#### Exercise task
Tally the lines in the rows below that contain the string "cheek". Give only the number.

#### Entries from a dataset
:::::

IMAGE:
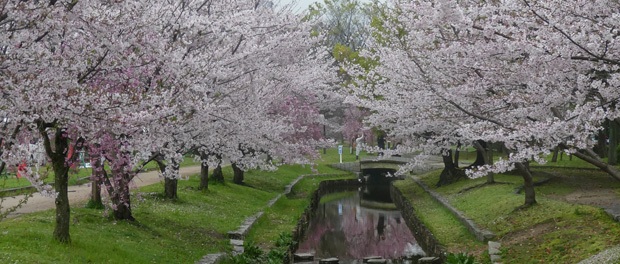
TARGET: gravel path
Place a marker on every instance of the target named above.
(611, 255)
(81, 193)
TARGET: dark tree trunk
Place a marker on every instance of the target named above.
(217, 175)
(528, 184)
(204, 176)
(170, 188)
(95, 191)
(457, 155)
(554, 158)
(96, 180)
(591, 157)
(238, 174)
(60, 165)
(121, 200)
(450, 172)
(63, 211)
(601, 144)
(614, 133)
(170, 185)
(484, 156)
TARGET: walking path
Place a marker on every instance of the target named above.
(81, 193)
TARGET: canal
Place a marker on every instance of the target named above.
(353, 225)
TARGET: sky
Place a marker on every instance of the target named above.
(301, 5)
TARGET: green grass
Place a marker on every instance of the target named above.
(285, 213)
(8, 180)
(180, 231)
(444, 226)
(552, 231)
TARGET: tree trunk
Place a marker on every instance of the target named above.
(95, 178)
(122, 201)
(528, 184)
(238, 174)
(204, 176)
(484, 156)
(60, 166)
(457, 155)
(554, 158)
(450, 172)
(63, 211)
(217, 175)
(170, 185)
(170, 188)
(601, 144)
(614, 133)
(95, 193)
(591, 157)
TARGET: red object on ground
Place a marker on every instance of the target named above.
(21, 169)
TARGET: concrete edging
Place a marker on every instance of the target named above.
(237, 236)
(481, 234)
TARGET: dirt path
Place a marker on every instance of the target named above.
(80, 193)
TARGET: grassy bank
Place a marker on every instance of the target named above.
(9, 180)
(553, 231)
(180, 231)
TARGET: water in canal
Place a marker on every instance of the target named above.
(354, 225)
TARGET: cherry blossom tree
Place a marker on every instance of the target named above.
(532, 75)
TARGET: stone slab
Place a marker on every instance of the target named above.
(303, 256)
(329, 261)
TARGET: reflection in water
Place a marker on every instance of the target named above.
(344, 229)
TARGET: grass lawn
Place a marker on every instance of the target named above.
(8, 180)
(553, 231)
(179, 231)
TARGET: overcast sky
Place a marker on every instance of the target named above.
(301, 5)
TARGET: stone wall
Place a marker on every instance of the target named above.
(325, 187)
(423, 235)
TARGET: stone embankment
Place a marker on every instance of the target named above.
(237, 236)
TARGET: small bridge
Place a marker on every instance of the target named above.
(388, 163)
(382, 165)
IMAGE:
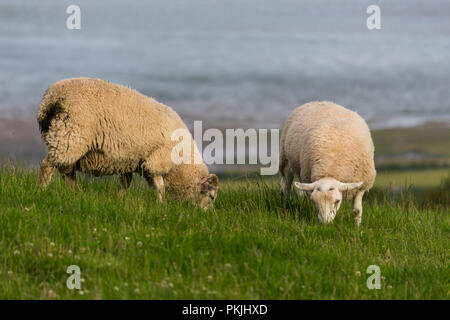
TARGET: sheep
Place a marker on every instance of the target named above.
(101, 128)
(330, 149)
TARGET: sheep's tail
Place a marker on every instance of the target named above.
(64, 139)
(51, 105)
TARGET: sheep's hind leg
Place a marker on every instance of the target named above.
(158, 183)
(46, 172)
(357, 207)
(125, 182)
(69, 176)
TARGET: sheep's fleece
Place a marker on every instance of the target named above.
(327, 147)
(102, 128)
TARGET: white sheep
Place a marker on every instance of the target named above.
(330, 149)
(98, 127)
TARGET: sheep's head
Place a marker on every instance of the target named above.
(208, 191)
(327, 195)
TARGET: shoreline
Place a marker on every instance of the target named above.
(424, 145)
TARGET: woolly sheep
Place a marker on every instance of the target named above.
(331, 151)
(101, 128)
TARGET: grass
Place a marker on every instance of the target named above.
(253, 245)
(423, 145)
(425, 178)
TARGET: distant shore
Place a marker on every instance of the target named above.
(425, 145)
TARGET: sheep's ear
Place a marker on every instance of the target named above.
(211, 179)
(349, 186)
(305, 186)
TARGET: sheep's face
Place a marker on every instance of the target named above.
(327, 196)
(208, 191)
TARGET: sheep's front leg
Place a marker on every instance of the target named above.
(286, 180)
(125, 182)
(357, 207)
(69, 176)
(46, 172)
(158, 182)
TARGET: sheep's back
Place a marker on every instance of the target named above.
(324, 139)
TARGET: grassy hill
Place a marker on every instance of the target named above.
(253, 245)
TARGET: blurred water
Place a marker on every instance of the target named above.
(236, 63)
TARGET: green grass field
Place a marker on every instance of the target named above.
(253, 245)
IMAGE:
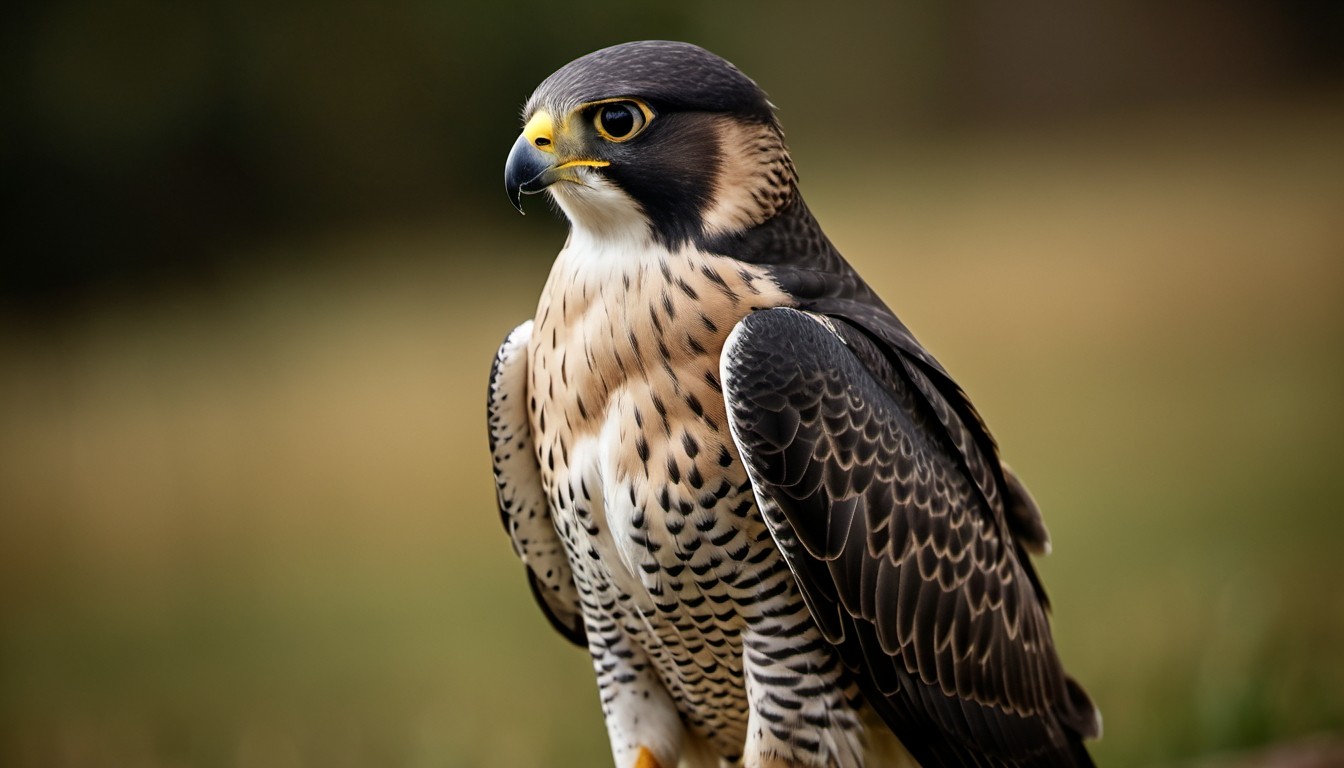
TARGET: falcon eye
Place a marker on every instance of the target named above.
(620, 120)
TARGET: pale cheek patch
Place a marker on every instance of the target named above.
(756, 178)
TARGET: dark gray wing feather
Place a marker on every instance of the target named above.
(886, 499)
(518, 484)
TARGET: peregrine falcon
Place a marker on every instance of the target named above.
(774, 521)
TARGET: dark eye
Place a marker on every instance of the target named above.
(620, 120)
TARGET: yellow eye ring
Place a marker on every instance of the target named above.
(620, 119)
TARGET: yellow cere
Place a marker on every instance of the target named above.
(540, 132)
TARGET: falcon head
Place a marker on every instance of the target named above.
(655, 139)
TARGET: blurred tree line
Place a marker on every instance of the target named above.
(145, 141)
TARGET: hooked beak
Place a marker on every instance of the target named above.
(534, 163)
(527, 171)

:::::

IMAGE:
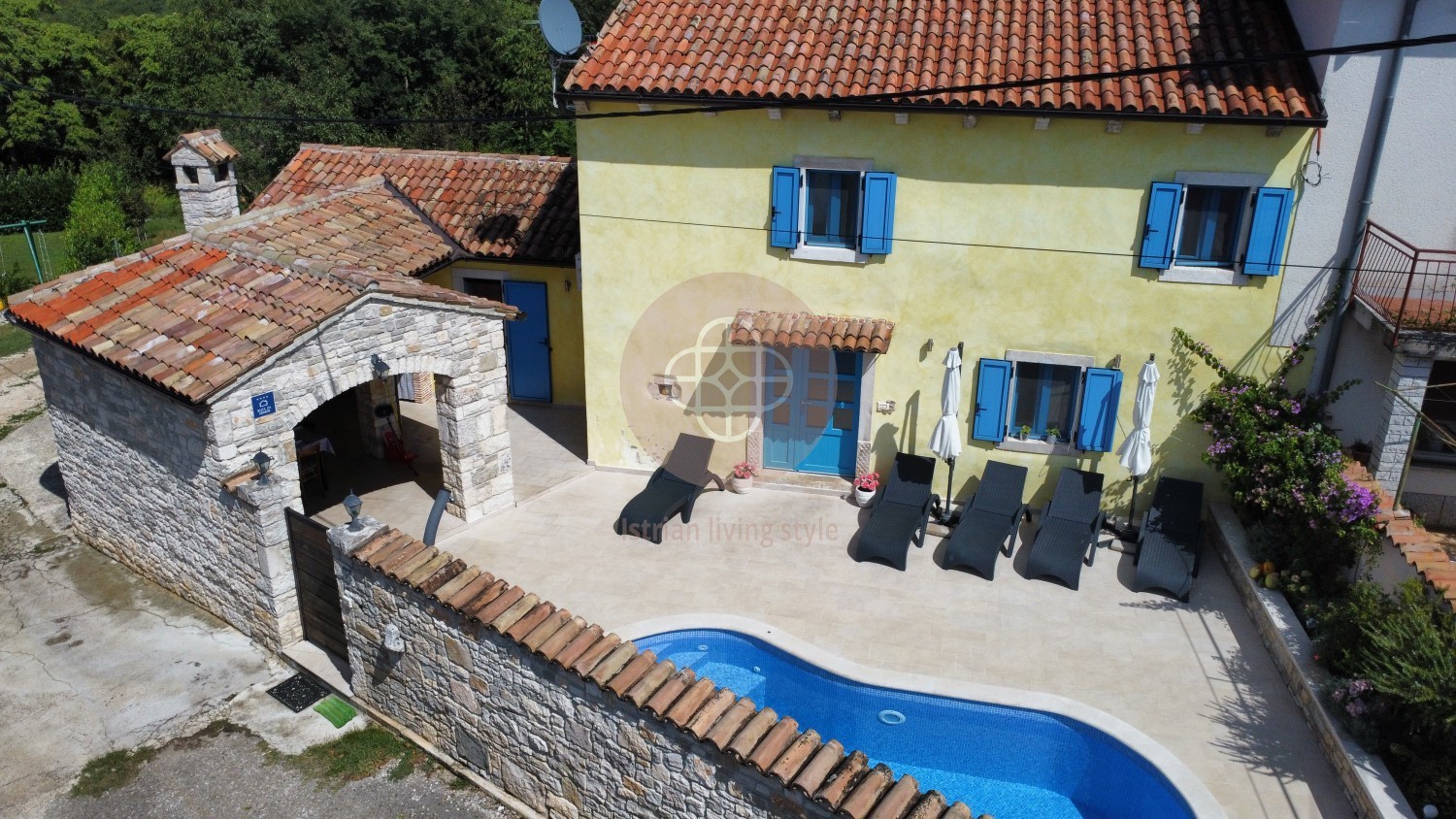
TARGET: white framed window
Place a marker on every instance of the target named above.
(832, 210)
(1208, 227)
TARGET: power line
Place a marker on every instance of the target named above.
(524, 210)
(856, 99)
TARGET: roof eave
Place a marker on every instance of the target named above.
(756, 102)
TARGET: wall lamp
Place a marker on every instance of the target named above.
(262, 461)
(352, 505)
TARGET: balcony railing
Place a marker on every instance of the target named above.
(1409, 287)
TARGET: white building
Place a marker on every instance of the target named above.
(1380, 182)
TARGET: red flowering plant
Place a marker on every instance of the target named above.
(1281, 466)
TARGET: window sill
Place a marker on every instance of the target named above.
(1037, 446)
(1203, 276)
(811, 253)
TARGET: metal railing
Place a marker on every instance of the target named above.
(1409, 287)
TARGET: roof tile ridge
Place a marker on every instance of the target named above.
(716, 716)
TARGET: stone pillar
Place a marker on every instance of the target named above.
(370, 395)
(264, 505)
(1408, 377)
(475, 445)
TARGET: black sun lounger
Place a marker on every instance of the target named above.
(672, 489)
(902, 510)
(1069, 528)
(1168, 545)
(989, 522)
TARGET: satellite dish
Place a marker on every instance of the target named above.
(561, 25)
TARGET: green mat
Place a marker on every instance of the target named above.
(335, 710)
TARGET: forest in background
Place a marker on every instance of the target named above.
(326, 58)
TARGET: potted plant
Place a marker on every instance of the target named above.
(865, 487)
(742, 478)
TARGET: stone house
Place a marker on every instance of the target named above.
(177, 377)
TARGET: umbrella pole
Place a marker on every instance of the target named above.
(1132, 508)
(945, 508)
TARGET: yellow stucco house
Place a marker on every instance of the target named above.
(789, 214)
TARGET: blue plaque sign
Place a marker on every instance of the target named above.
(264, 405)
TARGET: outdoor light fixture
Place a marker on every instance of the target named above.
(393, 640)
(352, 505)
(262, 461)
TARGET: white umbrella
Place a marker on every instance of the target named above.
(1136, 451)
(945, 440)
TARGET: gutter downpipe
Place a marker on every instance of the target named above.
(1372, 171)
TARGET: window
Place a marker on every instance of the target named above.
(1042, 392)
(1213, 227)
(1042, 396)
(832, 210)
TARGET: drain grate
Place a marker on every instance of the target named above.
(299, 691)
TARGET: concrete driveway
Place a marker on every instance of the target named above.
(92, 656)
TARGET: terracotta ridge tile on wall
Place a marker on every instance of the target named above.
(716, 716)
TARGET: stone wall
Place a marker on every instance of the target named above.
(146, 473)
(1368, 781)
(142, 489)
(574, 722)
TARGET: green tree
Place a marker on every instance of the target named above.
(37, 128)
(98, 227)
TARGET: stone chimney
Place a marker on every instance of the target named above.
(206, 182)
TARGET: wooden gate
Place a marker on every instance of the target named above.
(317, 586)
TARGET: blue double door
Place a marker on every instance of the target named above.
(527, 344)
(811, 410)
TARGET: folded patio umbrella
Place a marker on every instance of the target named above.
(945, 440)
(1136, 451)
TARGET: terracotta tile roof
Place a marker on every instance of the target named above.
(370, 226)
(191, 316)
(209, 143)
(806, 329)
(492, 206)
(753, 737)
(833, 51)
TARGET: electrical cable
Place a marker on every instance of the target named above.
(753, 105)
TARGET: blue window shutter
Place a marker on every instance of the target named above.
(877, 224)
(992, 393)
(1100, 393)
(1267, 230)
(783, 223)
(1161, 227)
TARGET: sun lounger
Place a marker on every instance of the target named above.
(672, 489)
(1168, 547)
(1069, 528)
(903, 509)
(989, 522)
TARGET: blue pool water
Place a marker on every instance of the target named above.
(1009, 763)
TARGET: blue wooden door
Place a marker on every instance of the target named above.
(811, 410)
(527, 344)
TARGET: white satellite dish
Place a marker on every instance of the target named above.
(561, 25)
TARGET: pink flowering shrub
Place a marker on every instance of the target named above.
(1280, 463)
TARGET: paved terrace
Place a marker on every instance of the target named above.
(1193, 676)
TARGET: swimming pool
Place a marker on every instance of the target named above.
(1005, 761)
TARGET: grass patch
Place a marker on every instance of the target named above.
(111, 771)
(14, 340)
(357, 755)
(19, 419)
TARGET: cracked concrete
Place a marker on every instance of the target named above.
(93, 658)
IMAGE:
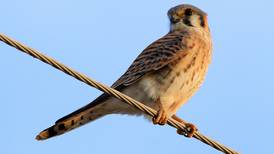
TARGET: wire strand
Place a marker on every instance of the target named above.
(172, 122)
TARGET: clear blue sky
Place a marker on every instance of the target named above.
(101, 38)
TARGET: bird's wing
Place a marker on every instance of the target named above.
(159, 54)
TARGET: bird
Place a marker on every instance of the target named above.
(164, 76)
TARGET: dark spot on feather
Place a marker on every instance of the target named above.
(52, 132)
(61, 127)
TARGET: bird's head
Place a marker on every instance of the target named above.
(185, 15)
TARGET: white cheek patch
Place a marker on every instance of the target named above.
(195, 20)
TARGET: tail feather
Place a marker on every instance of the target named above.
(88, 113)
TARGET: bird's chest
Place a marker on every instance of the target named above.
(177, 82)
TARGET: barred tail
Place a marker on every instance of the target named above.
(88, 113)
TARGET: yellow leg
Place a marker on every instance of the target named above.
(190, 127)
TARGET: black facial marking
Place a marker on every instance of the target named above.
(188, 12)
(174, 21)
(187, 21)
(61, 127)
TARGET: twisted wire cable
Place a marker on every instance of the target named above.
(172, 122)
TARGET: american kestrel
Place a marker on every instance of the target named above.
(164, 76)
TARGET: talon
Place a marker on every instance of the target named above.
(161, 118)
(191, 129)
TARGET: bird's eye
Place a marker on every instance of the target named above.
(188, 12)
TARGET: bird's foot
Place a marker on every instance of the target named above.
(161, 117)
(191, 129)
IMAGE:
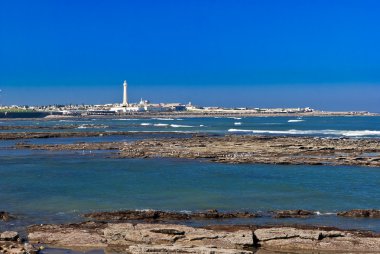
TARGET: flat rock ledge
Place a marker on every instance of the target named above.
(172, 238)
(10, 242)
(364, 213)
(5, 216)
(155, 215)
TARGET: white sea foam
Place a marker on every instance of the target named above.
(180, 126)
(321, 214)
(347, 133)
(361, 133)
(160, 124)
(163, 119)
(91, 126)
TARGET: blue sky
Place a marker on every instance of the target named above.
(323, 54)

:::::

#### Exercise output
2